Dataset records
———
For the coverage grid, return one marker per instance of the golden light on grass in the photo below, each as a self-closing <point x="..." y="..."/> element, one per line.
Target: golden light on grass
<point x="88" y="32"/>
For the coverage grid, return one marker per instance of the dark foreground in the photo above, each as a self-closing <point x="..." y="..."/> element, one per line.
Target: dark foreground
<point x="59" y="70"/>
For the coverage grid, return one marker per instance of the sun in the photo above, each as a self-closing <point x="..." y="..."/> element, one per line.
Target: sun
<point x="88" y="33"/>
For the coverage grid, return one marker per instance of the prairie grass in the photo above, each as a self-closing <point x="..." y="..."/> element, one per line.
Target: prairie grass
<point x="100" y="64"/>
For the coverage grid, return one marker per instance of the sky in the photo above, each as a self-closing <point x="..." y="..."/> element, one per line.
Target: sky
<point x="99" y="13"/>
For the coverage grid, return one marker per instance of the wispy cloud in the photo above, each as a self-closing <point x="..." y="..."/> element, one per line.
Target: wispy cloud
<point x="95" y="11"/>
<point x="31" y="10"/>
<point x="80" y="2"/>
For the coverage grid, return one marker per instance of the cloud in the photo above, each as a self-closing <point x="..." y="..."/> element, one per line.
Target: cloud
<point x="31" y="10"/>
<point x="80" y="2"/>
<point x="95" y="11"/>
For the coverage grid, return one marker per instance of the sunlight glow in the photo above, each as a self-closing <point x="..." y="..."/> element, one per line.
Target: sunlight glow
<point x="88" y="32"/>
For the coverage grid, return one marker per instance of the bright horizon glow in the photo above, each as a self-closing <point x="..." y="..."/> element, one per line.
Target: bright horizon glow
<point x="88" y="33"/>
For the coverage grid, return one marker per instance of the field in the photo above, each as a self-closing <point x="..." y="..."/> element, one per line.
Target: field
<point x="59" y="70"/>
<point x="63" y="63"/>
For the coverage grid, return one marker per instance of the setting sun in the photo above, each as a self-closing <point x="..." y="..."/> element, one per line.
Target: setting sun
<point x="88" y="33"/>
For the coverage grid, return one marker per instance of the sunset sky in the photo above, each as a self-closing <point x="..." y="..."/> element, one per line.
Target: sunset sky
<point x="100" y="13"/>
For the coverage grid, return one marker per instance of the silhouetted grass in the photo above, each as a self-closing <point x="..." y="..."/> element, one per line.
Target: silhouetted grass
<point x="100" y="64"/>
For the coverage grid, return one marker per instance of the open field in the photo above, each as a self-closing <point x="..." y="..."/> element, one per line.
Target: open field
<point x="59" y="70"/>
———
Please give again the lines above between the line holding "of the prairie" and the line holding "of the wispy", inclusive, exactly as they are and with nothing added.

__SOLUTION TO THE EXERCISE__:
For the coverage grid, return one marker per instance of the prairie grass in the photo above, each as a self-closing <point x="..." y="..."/> element, one per line.
Target: prairie grass
<point x="100" y="64"/>
For the coverage grid, return one marker per instance of the sky in the photo above, each as a self-closing <point x="..." y="..."/> element, one per line.
Target: sky
<point x="99" y="13"/>
For the coverage grid, return one marker per instance of the wispy cloud in the photo above, each as a self-closing <point x="..." y="..."/> element, one per line.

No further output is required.